課題: 下に示すお華さんの思い出を記した文章のうち、「ふらり帰宅すると、お華さんは甲斐甲斐しくもいそいそと酒肴を用意して、」で始まり「日本酒の奥行の深さと豊かさはダントツらしい。」まで続く部分を、一字も変えずに書き写しなさい。

老境に至って日中何杯もコーヒーを飲み、タバコをくゆらせ、

一人遊びのトランプと読書に日がな一日を費やしていた。

昔は目深に帽子を被り、授業参観に訪れると母の同級生たちが

感嘆の声を上げるモガ(modern girl)だったらしい。

敗戦後一家で住んでいた三軒茶屋の長屋に進駐軍が土足で踏み込もうと

した際、「GET  OUT]と毅然と対応し、ご近所さんから

「やっぱりお華さんじゃなきゃ」と頼られたという女傑でもあった。

その元モガのお華さんと僕が暮らす家に、訳あって週に2・3日にしか

戻らない祖父がいた。

その訳は実に手前勝手なことだったけど、

それでも家長主義が当たり前の明治の生まれ、

ふらり帰宅すると、お華さんは甲斐甲斐しくもいそいそと酒肴を用意して、

お銚子を燗に浸けて晩酌の用意をした。

よこわの刺身・おでん・鰹のなまり節鯛の子の煮付け・・・、

僕が酒の肴の旨さを覚えたのはあの頃。

日本酒一滴に含まれる香りと味の成分は700種。ウイスキーや

ブランデーで400種、同じ醸造酒のワインでさえ600種程度というから、

日本酒の奥行の深さと豊かさはダントツらしい。

収集資料:
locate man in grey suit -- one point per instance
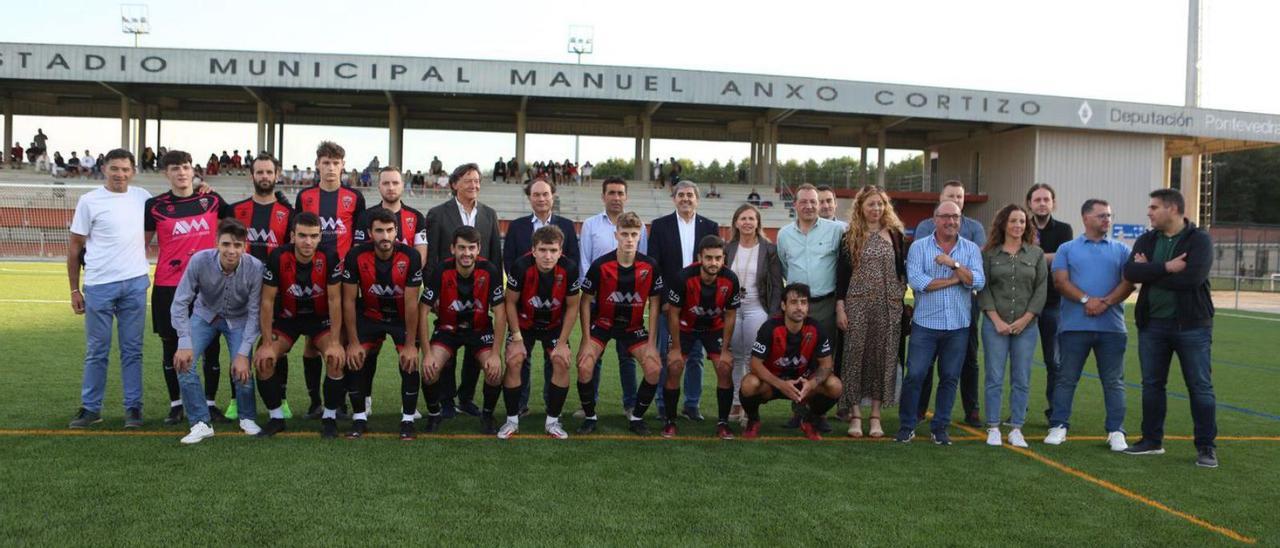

解答:
ふらり帰宅すると、お華さんは甲斐甲斐しくもいそいそと酒肴を用意して、

お銚子を燗に浸けて晩酌の用意をした。

よこわの刺身・おでん・鰹のなまり節鯛の子の煮付け・・・、

僕が酒の肴の旨さを覚えたのはあの頃。

日本酒一滴に含まれる香りと味の成分は700種。ウイスキーや

ブランデーで400種、同じ醸造酒のワインでさえ600種程度というから、

日本酒の奥行の深さと豊かさはダントツらしい。